### EXERCISE BRIEF
Reproduce every line of the data below word for word, changing nothing.

### INPUT FOR THIS TASK

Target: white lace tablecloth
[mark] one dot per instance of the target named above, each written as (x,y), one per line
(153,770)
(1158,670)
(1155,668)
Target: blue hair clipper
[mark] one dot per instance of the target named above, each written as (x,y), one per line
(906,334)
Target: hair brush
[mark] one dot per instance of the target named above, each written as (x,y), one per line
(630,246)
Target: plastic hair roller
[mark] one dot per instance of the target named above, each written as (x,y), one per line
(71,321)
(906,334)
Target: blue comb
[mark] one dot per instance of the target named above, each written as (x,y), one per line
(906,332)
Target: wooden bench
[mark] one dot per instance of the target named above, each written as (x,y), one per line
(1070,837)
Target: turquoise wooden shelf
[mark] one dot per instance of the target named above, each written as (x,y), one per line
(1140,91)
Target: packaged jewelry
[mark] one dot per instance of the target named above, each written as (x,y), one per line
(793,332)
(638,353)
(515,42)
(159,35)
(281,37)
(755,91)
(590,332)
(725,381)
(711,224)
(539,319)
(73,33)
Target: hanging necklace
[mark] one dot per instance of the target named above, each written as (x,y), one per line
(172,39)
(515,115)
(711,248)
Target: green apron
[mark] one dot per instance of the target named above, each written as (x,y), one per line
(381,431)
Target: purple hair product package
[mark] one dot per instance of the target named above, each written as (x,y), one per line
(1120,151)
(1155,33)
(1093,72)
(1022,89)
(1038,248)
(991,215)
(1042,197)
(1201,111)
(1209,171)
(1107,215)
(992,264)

### RESULT OF THE TASK
Target: white lace tablecloth
[mark] one dot per instance of the target named above, each written as (x,y), one per line
(153,770)
(1158,670)
(1155,668)
Target: blue hair clipper
[mark] one dot per instance of the target named above, each written as (x,y), one per line
(906,334)
Target: hair brush
[mark] one dot per instance of the target named above, each written as (x,y), one per line
(630,246)
Target: plastic hair roller
[mark] one dot per instance of the target named above, each written as (x,y), one per line
(71,321)
(906,334)
Target: blue comb
[mark] one dot per instance of the target named above, each written as (x,y), one per line
(906,332)
Target: wooden bench
[mark] one dot per instance of the target named above, each written as (x,y), one per line
(1070,837)
Target: turquoise wooden shelf
[mark] one dot per instance of the target named above, each written as (x,y), one per line
(1140,91)
Target: packaged jewelry
[mark] one dot per instance of the target named above, each written as (x,y), one per line
(793,332)
(638,353)
(515,42)
(159,35)
(281,37)
(755,91)
(590,332)
(725,381)
(711,224)
(539,319)
(73,33)
Target: hanging necklace
[mark] one dot per instance of the target named above, each written as (x,y), one per line
(172,39)
(515,115)
(711,248)
Target: green apron
[mark] one dot per instance of the target named above, each written as (x,y), one per line
(381,431)
Target: purple hair product package
[mark] one dot per instance of the target named above, each written as (x,y), one per line
(1120,151)
(1155,33)
(1093,72)
(1022,89)
(1038,248)
(991,215)
(1042,197)
(1201,111)
(1209,171)
(1107,215)
(992,264)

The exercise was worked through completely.